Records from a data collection
↓↓↓

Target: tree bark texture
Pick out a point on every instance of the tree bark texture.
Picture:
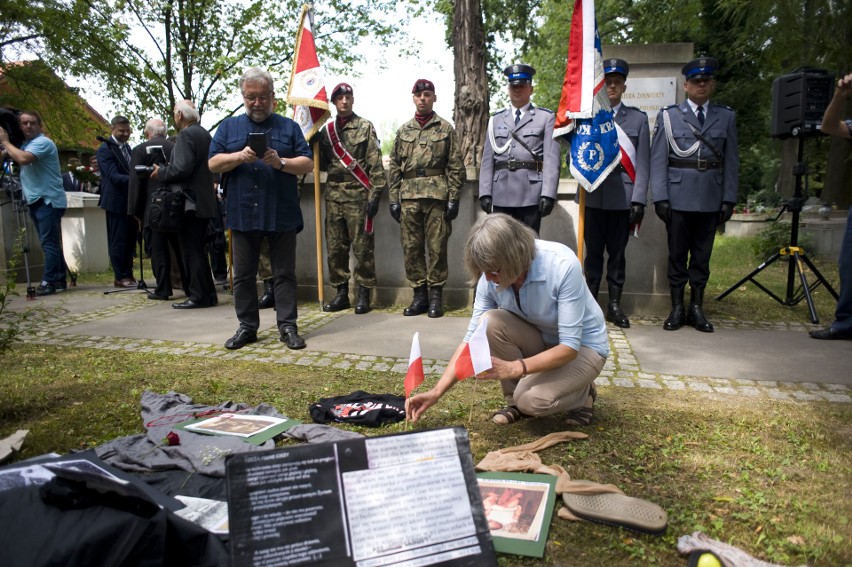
(471, 96)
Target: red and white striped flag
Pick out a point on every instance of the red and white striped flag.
(476, 356)
(414, 377)
(307, 83)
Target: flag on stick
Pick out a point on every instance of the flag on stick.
(584, 114)
(476, 355)
(307, 83)
(414, 377)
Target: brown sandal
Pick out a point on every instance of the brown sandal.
(507, 415)
(583, 416)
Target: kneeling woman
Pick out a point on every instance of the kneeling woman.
(546, 332)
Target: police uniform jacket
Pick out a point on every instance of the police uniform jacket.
(691, 188)
(617, 191)
(521, 187)
(418, 155)
(359, 138)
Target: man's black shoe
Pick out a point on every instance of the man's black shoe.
(241, 339)
(189, 304)
(291, 338)
(830, 334)
(46, 288)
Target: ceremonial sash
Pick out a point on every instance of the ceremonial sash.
(342, 154)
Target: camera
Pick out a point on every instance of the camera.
(144, 170)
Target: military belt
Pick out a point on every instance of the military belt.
(423, 172)
(339, 177)
(512, 165)
(700, 164)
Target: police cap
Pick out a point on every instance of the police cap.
(619, 66)
(701, 68)
(341, 89)
(421, 85)
(519, 73)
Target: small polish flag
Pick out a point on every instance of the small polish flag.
(476, 356)
(414, 377)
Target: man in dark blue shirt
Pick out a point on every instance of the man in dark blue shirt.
(262, 199)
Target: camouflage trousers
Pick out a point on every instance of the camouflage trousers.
(422, 226)
(344, 228)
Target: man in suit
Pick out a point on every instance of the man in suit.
(619, 202)
(139, 193)
(188, 167)
(69, 182)
(694, 181)
(122, 229)
(520, 160)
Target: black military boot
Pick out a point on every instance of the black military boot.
(594, 287)
(362, 304)
(420, 303)
(267, 300)
(695, 316)
(613, 309)
(677, 317)
(340, 301)
(435, 308)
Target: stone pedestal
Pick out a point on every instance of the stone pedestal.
(84, 234)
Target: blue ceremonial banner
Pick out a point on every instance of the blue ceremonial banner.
(584, 116)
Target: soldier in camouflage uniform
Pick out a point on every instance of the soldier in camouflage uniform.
(349, 205)
(425, 178)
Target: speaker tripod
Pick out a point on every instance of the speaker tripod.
(798, 257)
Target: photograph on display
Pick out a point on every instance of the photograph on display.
(518, 508)
(235, 424)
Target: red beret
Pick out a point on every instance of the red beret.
(422, 85)
(340, 89)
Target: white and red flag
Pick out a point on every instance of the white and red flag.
(414, 377)
(306, 93)
(476, 356)
(584, 115)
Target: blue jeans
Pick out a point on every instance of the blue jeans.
(48, 223)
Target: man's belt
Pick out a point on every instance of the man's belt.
(423, 172)
(699, 164)
(512, 165)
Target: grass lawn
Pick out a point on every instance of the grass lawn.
(771, 477)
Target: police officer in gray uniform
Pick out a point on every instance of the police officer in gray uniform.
(520, 160)
(618, 203)
(694, 180)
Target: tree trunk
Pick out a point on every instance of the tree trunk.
(471, 96)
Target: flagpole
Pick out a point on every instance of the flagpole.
(317, 220)
(581, 226)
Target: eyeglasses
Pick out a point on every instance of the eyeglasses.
(251, 99)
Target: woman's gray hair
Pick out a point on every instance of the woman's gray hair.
(256, 75)
(498, 243)
(187, 110)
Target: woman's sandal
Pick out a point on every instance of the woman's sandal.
(583, 416)
(507, 415)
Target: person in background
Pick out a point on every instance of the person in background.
(425, 179)
(834, 125)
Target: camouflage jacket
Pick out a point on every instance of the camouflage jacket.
(418, 155)
(359, 138)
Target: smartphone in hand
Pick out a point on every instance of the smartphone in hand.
(257, 143)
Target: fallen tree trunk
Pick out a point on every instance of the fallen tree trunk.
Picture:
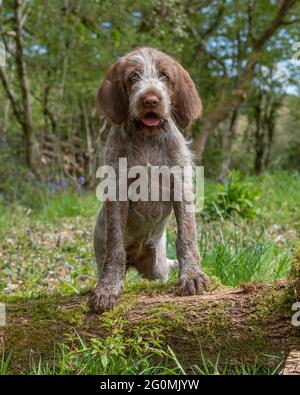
(292, 365)
(239, 324)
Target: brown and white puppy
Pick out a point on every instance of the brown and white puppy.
(147, 96)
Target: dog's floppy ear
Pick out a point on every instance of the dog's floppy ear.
(187, 102)
(112, 98)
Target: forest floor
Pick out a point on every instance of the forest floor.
(247, 233)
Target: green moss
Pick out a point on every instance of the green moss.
(295, 270)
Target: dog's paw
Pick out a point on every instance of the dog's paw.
(193, 283)
(103, 299)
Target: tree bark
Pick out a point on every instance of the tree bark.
(292, 365)
(32, 147)
(241, 324)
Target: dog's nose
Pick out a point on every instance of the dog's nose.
(151, 101)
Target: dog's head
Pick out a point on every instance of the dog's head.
(148, 88)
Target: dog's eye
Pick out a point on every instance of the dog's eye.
(134, 77)
(163, 77)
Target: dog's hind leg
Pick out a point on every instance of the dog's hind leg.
(153, 263)
(99, 241)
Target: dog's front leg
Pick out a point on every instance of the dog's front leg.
(192, 279)
(108, 289)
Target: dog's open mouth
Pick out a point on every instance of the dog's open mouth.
(151, 120)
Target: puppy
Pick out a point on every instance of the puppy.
(148, 97)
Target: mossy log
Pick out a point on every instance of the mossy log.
(239, 324)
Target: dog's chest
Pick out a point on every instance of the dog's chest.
(148, 154)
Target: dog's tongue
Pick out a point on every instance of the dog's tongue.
(151, 120)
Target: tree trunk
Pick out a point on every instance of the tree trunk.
(232, 100)
(227, 146)
(241, 324)
(31, 144)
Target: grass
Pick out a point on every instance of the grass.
(135, 356)
(46, 246)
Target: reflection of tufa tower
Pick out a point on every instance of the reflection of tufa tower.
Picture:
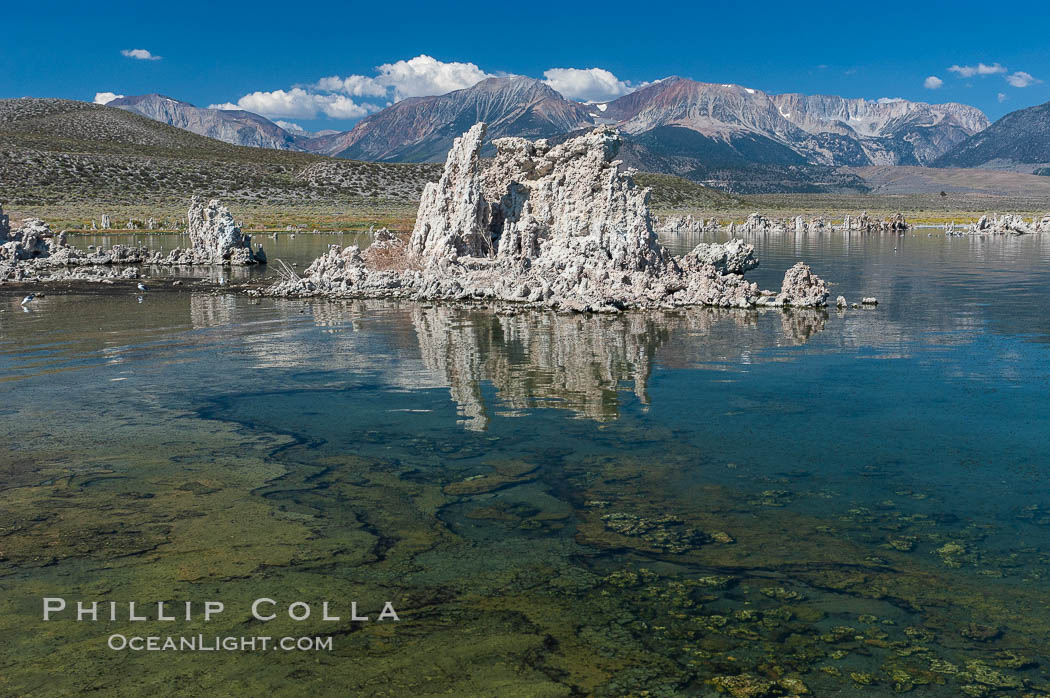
(581, 362)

↑↑↑

Your task:
Copy the lines that hold the word "texture". Take them from the records above.

Solved problem:
Target: tree bark texture
Pick out a point on every instance of the tree bark texture.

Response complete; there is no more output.